[Saved entries]
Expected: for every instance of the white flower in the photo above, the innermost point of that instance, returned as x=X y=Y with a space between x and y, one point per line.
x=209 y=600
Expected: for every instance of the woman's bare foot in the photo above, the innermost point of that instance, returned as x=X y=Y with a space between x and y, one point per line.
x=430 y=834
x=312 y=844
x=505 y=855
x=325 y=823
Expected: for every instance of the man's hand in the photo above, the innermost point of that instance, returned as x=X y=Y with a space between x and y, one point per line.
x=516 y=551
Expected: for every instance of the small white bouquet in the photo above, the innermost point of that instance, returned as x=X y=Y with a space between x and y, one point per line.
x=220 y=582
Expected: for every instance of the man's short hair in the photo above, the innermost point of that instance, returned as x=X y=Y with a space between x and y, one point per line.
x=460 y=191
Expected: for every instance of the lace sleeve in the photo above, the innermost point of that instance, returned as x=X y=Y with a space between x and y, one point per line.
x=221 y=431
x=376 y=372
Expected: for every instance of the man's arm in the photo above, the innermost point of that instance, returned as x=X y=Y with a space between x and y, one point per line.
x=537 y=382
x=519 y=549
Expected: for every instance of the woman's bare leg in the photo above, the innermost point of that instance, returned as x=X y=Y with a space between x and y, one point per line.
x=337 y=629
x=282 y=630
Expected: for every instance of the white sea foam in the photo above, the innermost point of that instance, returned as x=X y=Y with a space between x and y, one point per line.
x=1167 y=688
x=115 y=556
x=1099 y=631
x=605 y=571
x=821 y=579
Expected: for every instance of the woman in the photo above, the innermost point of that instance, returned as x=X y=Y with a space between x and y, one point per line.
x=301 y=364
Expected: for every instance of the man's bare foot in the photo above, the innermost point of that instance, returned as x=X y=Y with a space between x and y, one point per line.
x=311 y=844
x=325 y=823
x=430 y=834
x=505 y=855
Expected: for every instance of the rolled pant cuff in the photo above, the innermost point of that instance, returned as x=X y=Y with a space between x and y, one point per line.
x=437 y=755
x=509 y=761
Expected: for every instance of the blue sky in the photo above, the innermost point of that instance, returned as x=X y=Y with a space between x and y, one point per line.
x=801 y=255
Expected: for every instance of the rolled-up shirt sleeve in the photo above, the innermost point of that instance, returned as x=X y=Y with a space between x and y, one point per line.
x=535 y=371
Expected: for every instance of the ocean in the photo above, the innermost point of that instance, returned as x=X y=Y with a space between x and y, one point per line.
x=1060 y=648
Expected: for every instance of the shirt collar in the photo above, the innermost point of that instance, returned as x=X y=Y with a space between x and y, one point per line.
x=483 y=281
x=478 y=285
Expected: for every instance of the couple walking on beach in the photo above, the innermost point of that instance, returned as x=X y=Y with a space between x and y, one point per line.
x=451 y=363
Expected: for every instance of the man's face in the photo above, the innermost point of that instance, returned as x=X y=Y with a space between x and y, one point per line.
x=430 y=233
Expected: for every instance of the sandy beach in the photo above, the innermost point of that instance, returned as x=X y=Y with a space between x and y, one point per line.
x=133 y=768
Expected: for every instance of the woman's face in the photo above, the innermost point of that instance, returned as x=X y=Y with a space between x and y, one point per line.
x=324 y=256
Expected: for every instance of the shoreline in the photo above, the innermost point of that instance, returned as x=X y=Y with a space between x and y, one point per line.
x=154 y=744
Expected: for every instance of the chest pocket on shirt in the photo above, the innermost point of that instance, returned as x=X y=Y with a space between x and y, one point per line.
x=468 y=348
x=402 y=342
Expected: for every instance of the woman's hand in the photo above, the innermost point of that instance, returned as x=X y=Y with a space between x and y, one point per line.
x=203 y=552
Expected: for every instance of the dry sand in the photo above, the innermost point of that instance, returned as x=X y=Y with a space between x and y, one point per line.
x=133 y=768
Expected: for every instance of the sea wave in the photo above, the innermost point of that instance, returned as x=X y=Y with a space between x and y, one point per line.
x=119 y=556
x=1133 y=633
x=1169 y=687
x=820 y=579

*Your task*
A full, exact repeat of the entries above is required.

*Answer*
Expected: for every instance of the white flower in the photo above, the innermost point of that instance, returned as x=X y=Y with a space between x and y, one point per line.
x=209 y=600
Expected: for every instance of the woman's bare foot in the photo above, the innermost point of that instance, returned as x=X y=Y with a space between x and y, one point per line.
x=430 y=834
x=312 y=844
x=505 y=855
x=325 y=823
Expected: for every instance of the man's hand in the photo above, the innermost point of that instance, returned as x=X y=Y with a space between x and y, one point per line.
x=516 y=551
Expected: for every instance of the small white bouquet in the photo above, the innermost point of that instance, returned as x=X y=Y with a space between x and y, one point per line.
x=220 y=582
Expected: for every instance of the man's short hair in the photo above, the innermost point of that instance, returned as x=X y=Y with a space between x and y, one point per line.
x=460 y=191
Expected: for every instance of the lace sleeve in the photo above, the innermost point of that instance, returned as x=X y=Y with a space between x and y, one point per line.
x=221 y=431
x=376 y=372
Expected: for every instance of the man's arm in the photo above, the innermost point of that instance, returned as x=X y=Y with a space between x and y, one point per line.
x=537 y=382
x=519 y=549
Expected: for every instance of the woman's bare leg in the photo above, the innermost point of that instance, returned as x=X y=Y with a space between x and y, one point per line.
x=337 y=629
x=282 y=630
Expected: for every instance of the white sea foam in the photo above, the innermost point of that instance, returned as x=X y=Y with a space between x and y, one point per line.
x=1167 y=688
x=115 y=556
x=1099 y=631
x=605 y=571
x=821 y=579
Expected: for every instance of the woman in the photo above, the innermost point of that instance, returned as x=X y=Y with a space between x and y, one point per line.
x=301 y=364
Expected: for every instance of the man's bare foot in the photo above, the innermost point of that instance, returned as x=X y=Y with a space between x and y, one point per line.
x=311 y=844
x=325 y=823
x=430 y=834
x=505 y=855
Expected: for every instance of the rolled pant cuff in the photo above, the innermost point of that instance, returned as x=X y=Y with a space between x and y, one point per line.
x=437 y=755
x=509 y=761
Expected: for every instance of the blue sky in the photo above, the innermost point of that instance, returned as x=X y=Y with a space between x and y, one point per line.
x=801 y=255
Expected: for every instance of the rolled-up shirt sleeve in the photo above, the innermost point of that instance, returned as x=X y=Y with a space between x and y, one point per line.
x=535 y=371
Expected: for every instance of the ocean in the photo above, the innermost point of that instance, returned as x=X y=Y with a space between x and y, one point per line.
x=1060 y=648
Expected: for every instance of the shirt collar in the photo above, the innermost point of that instance, returned as x=X y=Y with a space between x and y, one point per line.
x=483 y=281
x=478 y=285
Expected: for every instance of the couple walking on beach in the photo above, the innermost point of that instance, returned as x=X y=Y with a space between x and y, one point per line.
x=451 y=363
Expected: for every instance of the man's face in the photo above, the innermost point of that instance, returned as x=X y=Y with a space between x and y, one point per line.
x=430 y=233
Expected: for every instance of the sandy beach in the photo above, the innermost point of that instance, returned as x=X y=Y with a space between x and y, one point per line.
x=133 y=768
Expected: for every instance of the woman's face in the photo above, the innermost point of that instance, returned as x=X y=Y with a space between x and y, one point per line.
x=324 y=256
Expected: for every instance of the shoreline in the photo above, the innermost point of that instance, returned as x=X y=Y with a space between x and y, one point per line.
x=154 y=744
Expected: for every instance of the chest pocket on shirt in the photo above, the innermost point of that instance, returned as x=X y=Y with a space between x and y, one point per line.
x=468 y=348
x=402 y=342
Expected: for every instance of the woman's hand in the photo above, the innermost point of that instance, returned as x=X y=Y with a space between x and y, one point per line.
x=203 y=552
Expected: for every instance of the dry sand in the photo above, the innermost point of that instance, returned as x=X y=Y with a space between x and y, one point per line.
x=133 y=768
Expected: for every instance of the sea wave in the photo above, the innermost point of that instance, returned as x=X y=Y with a space between x and y, one point per line.
x=119 y=556
x=1133 y=633
x=1169 y=687
x=820 y=579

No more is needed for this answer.